Once you have read the records below, print them again exactly as they stand.

Exercise material: Begin

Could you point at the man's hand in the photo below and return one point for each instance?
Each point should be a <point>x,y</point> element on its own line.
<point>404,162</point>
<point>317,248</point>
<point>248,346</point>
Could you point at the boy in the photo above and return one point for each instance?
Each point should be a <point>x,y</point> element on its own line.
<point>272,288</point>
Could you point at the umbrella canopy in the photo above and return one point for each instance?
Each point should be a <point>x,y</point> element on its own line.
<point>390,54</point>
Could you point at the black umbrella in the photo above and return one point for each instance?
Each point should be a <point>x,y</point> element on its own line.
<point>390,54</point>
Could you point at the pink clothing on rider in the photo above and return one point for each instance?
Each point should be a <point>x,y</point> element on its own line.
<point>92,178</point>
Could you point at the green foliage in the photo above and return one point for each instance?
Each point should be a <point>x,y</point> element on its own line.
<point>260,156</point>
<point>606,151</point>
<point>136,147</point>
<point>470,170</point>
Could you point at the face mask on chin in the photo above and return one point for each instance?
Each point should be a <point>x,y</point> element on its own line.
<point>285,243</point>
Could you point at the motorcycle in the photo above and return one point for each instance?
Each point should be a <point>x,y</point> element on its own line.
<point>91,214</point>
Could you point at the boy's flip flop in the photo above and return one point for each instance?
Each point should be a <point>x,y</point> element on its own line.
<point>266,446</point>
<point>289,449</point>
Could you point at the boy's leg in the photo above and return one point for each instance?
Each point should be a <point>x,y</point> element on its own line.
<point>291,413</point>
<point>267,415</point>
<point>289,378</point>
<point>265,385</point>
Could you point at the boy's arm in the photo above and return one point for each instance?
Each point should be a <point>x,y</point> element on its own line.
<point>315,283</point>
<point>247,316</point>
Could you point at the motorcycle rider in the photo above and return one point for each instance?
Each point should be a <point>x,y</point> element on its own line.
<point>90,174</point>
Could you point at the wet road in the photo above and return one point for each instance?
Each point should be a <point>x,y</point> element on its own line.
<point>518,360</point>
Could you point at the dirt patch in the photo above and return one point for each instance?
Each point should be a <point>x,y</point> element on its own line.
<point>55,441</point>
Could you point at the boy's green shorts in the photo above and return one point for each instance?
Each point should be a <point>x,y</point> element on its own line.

Exercise material: End

_Exercise response_
Could you point at the man's hand in the photo below and return one point for each instance?
Each point should be a <point>x,y</point> element on its own line.
<point>404,162</point>
<point>317,248</point>
<point>248,346</point>
Could you point at the boy in the photo above and return one point for each instance?
Each point should be a <point>x,y</point> element on its own line.
<point>272,288</point>
Could you point at the umbrella canopy in the photo above and return one point for each instance?
Each point should be a <point>x,y</point> element on its own line.
<point>390,54</point>
Could you point at the black umbrella in the photo above and return one point for each instance?
Each point should be a <point>x,y</point> element on its own line.
<point>390,54</point>
Could you point at the pink clothing on rider in the photo above and return one point for each instance?
Each point should be a <point>x,y</point> element on its own line.
<point>92,178</point>
Could you point at the green foliage in the photo above and return one point for each instance?
Each point should be a <point>x,y</point> element on its own line.
<point>260,156</point>
<point>606,151</point>
<point>136,147</point>
<point>470,170</point>
Could you point at the face mask on chin in the photo above and return one point for each instance?
Each point should be a <point>x,y</point> element on its own line.
<point>285,243</point>
Could you point at the motorcycle in the photo above and return one point for each instance?
Each point should be a <point>x,y</point> element on its own line.
<point>91,214</point>
Could you point at the boy's flip flop in the photo above and return one point for each instance?
Each point should be a <point>x,y</point> element on its own line.
<point>266,446</point>
<point>289,449</point>
Could you point at the boy's leg in the photo above and return one point for each instance?
Each point should be a <point>x,y</point> element on its own line.
<point>291,413</point>
<point>267,415</point>
<point>289,378</point>
<point>265,385</point>
Could you point at the boy's arm in the photo above and return one point for each instance?
Each point should be a <point>x,y</point> element on its own line.
<point>315,283</point>
<point>247,316</point>
Could you point at the motorcycle rider in the photo above and return one point for each instance?
Each point should be a <point>x,y</point> element on its own line.
<point>90,174</point>
Could you point at the wet road in the photo above and return one point for each instance?
Each point should be a <point>x,y</point> element on its own line.
<point>518,360</point>
Could you point at the dirt patch in the photo above and return one point for each instance?
Each point should be a <point>x,y</point> element on its own line.
<point>55,441</point>
Could you point at the boy's green shorts in the photo above and return one point for each instance?
Each point should be a <point>x,y</point> element on its own line.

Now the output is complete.